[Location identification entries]

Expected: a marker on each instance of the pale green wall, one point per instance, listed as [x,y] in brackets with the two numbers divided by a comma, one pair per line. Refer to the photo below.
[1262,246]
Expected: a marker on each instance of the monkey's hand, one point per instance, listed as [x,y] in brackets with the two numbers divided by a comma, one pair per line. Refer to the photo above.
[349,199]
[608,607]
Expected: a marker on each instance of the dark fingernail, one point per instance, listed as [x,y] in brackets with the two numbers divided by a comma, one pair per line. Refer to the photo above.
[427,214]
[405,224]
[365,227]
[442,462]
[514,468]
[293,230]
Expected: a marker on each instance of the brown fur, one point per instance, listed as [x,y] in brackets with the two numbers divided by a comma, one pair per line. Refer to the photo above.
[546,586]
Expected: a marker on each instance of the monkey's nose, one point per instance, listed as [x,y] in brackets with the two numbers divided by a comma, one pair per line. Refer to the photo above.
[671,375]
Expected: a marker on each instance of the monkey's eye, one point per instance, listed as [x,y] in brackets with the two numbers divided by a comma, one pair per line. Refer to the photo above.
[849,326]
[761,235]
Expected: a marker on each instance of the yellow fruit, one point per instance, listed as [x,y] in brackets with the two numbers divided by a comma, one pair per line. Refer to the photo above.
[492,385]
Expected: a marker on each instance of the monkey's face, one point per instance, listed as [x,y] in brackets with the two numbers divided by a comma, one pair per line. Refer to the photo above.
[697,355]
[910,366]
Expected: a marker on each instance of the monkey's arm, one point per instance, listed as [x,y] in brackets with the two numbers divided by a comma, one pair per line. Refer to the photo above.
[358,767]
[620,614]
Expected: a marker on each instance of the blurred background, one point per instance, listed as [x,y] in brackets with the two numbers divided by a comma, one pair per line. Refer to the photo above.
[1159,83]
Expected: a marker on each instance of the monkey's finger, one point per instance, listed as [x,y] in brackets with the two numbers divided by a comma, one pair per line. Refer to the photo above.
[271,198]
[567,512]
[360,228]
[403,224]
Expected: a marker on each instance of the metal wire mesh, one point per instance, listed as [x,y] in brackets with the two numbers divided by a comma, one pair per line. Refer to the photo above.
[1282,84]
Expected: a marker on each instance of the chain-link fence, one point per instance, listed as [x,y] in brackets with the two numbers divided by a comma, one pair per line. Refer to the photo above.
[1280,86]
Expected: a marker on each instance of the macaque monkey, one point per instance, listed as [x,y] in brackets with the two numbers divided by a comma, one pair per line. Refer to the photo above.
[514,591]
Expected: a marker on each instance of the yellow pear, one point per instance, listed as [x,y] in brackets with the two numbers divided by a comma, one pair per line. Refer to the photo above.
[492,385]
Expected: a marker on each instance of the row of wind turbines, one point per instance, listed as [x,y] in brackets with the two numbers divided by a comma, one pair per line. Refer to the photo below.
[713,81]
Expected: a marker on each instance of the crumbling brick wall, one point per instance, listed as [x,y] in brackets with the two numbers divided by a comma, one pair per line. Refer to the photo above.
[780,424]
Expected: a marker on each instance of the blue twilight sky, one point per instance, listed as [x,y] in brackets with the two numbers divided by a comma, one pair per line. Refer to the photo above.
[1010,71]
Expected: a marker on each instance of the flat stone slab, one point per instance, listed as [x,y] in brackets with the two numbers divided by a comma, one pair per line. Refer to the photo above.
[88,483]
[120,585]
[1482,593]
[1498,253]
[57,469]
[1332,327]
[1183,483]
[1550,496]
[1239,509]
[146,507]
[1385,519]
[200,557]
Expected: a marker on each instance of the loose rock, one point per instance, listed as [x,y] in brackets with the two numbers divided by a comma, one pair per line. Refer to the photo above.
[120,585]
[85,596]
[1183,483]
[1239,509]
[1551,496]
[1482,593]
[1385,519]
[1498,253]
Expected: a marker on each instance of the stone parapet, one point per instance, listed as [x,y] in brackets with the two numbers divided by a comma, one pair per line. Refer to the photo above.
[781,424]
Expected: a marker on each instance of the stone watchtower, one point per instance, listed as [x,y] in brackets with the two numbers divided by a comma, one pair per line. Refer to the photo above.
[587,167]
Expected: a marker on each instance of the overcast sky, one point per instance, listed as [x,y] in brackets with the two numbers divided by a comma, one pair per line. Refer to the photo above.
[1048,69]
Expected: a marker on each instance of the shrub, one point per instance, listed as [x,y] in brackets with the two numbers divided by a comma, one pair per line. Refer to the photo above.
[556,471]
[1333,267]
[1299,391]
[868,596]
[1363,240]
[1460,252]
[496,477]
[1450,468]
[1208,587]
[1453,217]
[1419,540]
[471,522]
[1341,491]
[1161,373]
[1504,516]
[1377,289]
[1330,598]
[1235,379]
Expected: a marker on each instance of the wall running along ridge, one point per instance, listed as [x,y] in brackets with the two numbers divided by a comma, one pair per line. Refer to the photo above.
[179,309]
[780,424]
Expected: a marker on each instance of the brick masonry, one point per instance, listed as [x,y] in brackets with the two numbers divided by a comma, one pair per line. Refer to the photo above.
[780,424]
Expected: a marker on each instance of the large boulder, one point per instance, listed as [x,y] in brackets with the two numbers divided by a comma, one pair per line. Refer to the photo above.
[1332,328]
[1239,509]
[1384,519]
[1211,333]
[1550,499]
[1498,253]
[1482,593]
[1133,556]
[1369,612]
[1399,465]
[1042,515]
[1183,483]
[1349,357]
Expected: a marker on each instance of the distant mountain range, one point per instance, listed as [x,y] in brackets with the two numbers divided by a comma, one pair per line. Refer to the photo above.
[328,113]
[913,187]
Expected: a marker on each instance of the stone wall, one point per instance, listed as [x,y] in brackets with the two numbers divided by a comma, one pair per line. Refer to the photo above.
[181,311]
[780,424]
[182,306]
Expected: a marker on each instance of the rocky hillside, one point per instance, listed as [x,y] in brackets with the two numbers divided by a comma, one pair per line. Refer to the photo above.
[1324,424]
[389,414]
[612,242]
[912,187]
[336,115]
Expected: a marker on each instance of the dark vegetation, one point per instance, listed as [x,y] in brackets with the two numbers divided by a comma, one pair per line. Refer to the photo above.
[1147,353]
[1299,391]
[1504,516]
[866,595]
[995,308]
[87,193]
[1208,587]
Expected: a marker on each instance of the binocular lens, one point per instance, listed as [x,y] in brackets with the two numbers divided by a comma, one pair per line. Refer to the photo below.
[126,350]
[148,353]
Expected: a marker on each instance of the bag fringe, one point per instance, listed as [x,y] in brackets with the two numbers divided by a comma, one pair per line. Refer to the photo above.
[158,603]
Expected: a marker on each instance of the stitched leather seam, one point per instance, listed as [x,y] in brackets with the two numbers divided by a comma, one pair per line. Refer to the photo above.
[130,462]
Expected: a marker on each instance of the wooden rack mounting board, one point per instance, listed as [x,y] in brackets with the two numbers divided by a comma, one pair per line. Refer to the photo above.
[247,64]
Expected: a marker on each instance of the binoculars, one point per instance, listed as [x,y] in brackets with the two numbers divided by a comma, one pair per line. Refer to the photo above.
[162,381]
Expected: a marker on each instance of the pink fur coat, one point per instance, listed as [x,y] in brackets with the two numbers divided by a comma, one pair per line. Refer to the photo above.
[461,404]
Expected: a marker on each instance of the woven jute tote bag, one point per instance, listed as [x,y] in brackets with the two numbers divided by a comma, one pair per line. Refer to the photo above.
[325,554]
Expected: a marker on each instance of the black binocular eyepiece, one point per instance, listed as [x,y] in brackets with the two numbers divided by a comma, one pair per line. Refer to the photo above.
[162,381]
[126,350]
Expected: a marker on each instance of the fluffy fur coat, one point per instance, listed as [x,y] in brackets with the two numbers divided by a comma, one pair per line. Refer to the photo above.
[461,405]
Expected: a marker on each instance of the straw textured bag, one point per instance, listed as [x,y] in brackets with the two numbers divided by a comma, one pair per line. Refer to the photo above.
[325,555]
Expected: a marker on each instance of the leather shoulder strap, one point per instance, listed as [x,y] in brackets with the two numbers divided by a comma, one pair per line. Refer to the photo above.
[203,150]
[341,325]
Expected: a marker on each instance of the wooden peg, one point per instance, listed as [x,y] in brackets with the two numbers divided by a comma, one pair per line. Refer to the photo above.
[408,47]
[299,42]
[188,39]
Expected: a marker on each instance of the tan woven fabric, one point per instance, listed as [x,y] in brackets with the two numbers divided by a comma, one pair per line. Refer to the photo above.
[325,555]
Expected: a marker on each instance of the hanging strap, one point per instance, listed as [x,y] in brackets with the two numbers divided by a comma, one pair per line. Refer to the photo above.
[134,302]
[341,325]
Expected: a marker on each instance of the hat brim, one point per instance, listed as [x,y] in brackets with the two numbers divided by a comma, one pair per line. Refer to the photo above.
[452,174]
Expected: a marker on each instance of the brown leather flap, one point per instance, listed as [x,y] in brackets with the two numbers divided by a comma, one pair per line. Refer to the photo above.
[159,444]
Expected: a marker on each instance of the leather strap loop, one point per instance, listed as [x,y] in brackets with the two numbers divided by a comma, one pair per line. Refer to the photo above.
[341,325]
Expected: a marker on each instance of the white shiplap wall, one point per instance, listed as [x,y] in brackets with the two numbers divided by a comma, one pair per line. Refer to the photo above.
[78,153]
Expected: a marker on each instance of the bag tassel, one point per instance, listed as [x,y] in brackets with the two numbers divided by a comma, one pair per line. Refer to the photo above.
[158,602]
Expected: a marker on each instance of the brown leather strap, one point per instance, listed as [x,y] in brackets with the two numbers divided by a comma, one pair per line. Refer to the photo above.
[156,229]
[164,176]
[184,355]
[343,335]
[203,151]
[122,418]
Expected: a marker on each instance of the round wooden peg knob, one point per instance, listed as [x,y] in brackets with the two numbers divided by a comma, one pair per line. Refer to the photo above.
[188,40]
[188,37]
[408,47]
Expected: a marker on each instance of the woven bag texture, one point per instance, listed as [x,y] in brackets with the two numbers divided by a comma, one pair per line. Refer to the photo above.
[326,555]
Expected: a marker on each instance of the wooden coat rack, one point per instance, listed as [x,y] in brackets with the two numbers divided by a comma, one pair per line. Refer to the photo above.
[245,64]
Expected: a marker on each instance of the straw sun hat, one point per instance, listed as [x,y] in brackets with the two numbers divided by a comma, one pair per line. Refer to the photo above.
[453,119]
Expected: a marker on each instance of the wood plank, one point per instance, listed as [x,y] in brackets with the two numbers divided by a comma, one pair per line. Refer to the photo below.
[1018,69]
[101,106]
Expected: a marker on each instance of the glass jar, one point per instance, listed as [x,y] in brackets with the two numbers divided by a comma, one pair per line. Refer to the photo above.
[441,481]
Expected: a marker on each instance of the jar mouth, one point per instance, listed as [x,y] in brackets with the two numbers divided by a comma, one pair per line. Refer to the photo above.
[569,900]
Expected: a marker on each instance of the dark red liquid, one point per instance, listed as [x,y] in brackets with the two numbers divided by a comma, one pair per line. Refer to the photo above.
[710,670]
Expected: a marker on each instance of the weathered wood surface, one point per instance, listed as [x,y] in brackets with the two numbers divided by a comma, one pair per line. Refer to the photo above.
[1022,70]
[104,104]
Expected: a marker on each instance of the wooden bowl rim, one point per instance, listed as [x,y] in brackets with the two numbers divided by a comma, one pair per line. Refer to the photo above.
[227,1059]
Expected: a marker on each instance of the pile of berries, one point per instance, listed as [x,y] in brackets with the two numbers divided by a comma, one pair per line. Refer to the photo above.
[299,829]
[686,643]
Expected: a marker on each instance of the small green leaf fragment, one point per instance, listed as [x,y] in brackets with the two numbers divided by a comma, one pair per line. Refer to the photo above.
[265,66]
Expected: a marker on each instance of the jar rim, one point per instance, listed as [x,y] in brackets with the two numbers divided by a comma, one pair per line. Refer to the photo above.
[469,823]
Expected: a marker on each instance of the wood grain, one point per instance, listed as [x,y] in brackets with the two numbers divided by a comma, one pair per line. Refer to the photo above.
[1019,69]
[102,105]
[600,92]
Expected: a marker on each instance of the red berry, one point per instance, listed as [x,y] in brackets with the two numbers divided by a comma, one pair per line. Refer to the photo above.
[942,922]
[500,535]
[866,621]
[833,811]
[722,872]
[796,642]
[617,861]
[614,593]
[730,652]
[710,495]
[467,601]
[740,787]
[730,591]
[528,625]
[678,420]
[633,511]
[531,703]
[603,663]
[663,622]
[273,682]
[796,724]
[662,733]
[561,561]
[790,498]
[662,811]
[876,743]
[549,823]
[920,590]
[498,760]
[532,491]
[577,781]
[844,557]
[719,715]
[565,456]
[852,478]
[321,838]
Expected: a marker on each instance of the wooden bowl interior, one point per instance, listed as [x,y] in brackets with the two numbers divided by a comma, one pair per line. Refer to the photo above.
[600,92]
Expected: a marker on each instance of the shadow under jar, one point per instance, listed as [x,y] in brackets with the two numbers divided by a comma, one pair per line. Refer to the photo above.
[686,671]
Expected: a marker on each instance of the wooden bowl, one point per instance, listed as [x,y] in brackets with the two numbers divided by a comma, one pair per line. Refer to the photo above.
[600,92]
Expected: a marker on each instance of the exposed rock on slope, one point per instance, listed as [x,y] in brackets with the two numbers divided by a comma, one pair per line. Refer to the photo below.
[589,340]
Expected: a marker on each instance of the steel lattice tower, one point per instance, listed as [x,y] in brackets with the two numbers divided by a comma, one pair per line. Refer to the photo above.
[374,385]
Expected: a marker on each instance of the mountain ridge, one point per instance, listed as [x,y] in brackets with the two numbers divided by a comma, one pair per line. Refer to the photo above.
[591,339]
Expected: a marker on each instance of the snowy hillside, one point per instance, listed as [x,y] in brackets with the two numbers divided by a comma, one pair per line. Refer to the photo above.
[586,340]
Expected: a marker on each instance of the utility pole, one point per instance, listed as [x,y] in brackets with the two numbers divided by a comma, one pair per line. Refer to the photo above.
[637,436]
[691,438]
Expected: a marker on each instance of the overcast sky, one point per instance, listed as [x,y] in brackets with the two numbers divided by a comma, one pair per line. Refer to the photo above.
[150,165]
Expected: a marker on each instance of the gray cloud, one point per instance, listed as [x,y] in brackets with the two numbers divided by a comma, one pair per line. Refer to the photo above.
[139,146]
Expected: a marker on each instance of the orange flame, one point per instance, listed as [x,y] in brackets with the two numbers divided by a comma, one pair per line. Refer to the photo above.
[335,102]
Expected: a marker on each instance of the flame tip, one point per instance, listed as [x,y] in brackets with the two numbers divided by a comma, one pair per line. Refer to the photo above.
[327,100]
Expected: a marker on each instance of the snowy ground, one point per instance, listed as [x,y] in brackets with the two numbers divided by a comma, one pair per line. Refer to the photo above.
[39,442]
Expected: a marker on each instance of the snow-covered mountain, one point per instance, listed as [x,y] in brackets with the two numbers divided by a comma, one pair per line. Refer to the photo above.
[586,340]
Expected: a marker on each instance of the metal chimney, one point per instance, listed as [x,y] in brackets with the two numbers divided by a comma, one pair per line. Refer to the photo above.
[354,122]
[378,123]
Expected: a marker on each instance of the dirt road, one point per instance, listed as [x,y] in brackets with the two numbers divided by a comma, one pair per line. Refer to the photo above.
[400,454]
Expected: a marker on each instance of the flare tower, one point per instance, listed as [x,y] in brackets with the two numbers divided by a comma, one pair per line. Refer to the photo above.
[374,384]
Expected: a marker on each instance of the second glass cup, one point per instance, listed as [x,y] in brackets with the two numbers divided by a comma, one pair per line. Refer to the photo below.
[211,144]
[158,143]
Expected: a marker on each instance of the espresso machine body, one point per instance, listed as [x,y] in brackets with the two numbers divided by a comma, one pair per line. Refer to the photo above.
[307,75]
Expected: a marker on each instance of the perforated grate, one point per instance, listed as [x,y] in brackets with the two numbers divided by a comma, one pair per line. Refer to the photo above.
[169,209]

▶ _Directions_: Write out once more the lines above beginning at the line with "Expected: a marker on each instance of the espresso"; continue through the final line and stop there.

▶ _The solution_:
Expected: a marker on each instance of the espresso machine body, one point per instance, listed as [x,y] in brackets with the two numbers divided by a comma, one pair per line. Refer to the photo above.
[307,75]
Expected: a marker on each instance of the perforated grate, one point per instance, listed as [x,y] in brackets with the two numbers divided by a comma, one pair per line. Refer to the photo above.
[169,209]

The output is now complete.